EXTRAIT |
------------------------------

De ces deux premiers exemples, il ressort implicitement qu’Abraham n’a rien accompli que de très commun chez les Grecs, mais que son acte constitue en plus une abomination au regard de la Loi. Son cas n’a rien d’unique, et il est condamnable. Le troisième reproche qui peut lui être fait est son manque de courage, puisque aux Indes les gymnosophistes comme leurs femmes savent affronter sans peur la mort, eux lorsqu’ils tombent malades, et elles lorsque leurs maris se donnent la mort et qu’elles se jettent sur leurs bûchers, montrant qu’elles « regardent la mort avec mépris d’une façon qui passe largement la mesure » (ἐκ πολλοῦ τοῦ περιόντος καταφρονητικῶς ἔχοντα θανάτου ; § 183). Ces hommes et ces femmes sont de véritables modèles d’héroïsme et de détachement à l’égard même de leur propre vie. Il faut également noter que la nouvelle extension spatiale de cet exemple, qui échappe aux cadres traditionnels de la culture grecque comme au monde évoqué dans l’Écriture, correspond également à une extension temporelle nouvelle, celle du présent : alors que les exemples des Grecs et des Barbares sont présentés comme historiques, au moyen d’infinitifs aoristes (διαφθεῖραι, § 180 ; προσέσθαι, § 181) ou de notations temporelles (μέχρι πολλοῦ ; § 181), celui des gymnosophistes vaut « jusqu’à maintenant » (ἄχρι νῦν ; § 182).

------------------------------

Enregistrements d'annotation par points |
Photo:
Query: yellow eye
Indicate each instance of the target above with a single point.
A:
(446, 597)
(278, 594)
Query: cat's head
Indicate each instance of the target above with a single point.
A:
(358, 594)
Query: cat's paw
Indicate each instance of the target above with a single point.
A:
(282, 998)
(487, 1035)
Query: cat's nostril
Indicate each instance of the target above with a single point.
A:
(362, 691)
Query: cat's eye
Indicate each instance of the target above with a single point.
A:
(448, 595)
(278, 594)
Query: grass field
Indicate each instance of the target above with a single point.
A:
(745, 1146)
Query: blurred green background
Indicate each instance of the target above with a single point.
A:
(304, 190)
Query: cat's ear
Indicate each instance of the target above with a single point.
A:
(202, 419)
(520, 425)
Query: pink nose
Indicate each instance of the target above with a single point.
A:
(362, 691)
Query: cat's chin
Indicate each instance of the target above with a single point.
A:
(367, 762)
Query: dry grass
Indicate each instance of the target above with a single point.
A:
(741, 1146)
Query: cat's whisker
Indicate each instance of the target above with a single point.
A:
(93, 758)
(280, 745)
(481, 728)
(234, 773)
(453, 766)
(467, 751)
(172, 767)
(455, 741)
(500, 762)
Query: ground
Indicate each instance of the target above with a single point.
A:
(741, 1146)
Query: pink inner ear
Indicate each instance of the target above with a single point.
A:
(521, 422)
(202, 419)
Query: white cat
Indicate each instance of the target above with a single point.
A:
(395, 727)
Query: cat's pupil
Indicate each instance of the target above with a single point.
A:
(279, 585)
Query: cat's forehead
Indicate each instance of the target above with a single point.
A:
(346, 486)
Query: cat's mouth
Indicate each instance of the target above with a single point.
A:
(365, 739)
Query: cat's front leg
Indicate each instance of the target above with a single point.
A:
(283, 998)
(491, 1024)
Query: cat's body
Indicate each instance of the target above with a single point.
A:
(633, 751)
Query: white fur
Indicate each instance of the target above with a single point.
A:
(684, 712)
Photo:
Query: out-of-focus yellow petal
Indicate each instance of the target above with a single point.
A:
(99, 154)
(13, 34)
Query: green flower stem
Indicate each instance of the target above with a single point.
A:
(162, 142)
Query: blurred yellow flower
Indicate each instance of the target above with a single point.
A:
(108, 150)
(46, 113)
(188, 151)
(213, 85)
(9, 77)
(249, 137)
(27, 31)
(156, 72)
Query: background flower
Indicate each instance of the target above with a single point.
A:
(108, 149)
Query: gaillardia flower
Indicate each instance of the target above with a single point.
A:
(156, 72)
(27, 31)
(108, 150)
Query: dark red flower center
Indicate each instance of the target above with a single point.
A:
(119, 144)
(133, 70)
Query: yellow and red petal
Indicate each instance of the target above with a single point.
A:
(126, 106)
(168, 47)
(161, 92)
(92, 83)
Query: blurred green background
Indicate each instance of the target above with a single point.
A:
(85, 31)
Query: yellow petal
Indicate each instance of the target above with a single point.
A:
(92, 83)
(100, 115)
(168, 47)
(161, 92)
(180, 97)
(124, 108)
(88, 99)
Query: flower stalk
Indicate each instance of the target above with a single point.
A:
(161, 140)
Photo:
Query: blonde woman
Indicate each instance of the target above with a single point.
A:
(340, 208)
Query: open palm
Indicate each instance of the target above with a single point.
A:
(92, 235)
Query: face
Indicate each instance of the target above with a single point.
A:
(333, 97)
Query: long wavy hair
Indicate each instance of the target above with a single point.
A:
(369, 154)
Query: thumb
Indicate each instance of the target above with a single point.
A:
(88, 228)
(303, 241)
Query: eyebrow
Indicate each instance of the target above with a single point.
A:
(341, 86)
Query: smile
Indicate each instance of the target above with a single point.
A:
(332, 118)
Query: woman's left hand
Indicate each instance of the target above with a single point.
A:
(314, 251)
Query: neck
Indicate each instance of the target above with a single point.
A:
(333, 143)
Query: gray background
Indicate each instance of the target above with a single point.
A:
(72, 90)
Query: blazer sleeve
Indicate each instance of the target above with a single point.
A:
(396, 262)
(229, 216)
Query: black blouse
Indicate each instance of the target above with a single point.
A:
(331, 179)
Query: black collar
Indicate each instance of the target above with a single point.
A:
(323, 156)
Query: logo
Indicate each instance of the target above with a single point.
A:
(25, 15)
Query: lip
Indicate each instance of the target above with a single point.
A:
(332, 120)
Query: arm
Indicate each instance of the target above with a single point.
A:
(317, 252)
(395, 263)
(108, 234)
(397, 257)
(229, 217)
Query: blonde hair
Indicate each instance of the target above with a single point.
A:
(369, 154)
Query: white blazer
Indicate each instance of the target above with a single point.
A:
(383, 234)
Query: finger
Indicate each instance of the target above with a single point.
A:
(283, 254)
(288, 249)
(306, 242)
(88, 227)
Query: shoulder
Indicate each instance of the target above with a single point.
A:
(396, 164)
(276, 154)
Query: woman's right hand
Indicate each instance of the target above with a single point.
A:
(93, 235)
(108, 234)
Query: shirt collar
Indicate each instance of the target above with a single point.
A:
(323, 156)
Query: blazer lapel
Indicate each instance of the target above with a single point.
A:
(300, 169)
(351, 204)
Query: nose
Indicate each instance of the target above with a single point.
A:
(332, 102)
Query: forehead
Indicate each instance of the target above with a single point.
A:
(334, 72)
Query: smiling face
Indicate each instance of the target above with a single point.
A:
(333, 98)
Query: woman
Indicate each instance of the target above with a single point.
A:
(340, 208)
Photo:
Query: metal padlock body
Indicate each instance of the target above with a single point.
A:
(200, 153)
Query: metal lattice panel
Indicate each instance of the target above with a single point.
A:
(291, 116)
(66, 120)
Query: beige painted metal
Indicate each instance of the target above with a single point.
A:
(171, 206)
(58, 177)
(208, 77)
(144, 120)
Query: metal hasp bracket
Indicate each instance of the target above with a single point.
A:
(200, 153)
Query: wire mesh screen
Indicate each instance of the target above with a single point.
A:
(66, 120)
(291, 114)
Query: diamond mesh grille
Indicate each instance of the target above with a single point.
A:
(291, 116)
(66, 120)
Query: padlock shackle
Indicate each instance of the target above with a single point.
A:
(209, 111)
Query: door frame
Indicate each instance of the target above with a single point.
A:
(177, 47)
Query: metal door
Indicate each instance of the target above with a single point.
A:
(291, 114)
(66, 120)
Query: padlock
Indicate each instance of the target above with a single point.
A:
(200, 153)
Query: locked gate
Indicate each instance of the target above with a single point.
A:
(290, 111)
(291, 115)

------------------------------

CONSIGNE 1 | Traduisez en anglais cette phrase de l'extrait : « Ces hommes et ces femmes sont de véritables modèles d’héroïsme et de détachement à l’égard même de leur propre vie. »
CONSIGNE 2 | Poursuivez l'extrait sur Abraham et les gymnosophistes à partir de sa dernière phrase.

RÉPONSE ATTENDUE 1 | These men and women are true models of heroism and of detachment even with regard to their own lives.

RÉPONSE ATTENDUE 2 |
Les adversaires de Philon peuvent donc conclure à propos d’Abraham, élargissant une nouvelle fois progressivement le propos : τί προσῆκεν ἐπαινεῖν ὡς ἐγχειρητὴν κεκαινουργημένης πράξεως, ἣν καὶἰδιῶται καὶ βασιλεῖς καὶὅλα ἔθνη δρῶσιν ἐν καιροῖς; (« en quoi convient-il de faire son éloge, comme s’il était l’auteur d’une action nouvelle, elle qu’accomplissent de simples particuliers, des rois ainsi que des peuples entiers, le moment venu ? » ; § 183). Il n’y a rien de « nouveau » (καινός), c’est-à-dire d’étonnant ou même de révolutionnaire, chez Abraham : il est au contraire parfaitement ordinaire. La confrontation entre son cas particulier et le regard le plus large possible tend à le rendre tout simplement insignifiant.

Les arguments des adversaires que se donne Philon consistent donc d’abord à réfuter le caractère unique de l’acte d’Abraham : si l’on s’écarte de l’Écriture, où il n’a aucun équivalent dans le Pentateuque 219, l’épisode paraît correspondre à une multitude d’autres exemples. De plus, cet acte est condamné par l’Écriture comme abominable. Enfin, Abraham ne fait preuve d’aucun héroïsme, lorsque l’on considère les exemples de ceux qui se livrent eux-mêmes à la mort, quand il ne fait que sacrifier son fils. L’enjeu de la réponse de Philon est de restaurer le caractère à la fois unique et digne d’éloge d’Abraham, en commençant par réfuter de façon systématique la valeur des arguments de ses adversaires.

Notes
211.

De telles invectives se retrouvent à chaque articulation du raisonnement de Philon, avec une grande recherche de vocabulaire. Nous les laisserons de côté pour nous intéresser à la mise en place de l’argumentation proprement dite.

212.

On trouve un autre exemple de cet emploi, là encore dans le contexte d’une discussion entre deux positions (οἱδὲλέγουσι […]ἡμεῖς δέ), dans les Legum allegoriae, où Philon rapporte clairement son propre point de vue, et non celui d’un groupe (Leg. I, 59).

213.

L. H. Feldman, « Philo’s version of the ‘Aqedah », The Studia Philonica Annual, XIV, 2002, p. 66-86.

214.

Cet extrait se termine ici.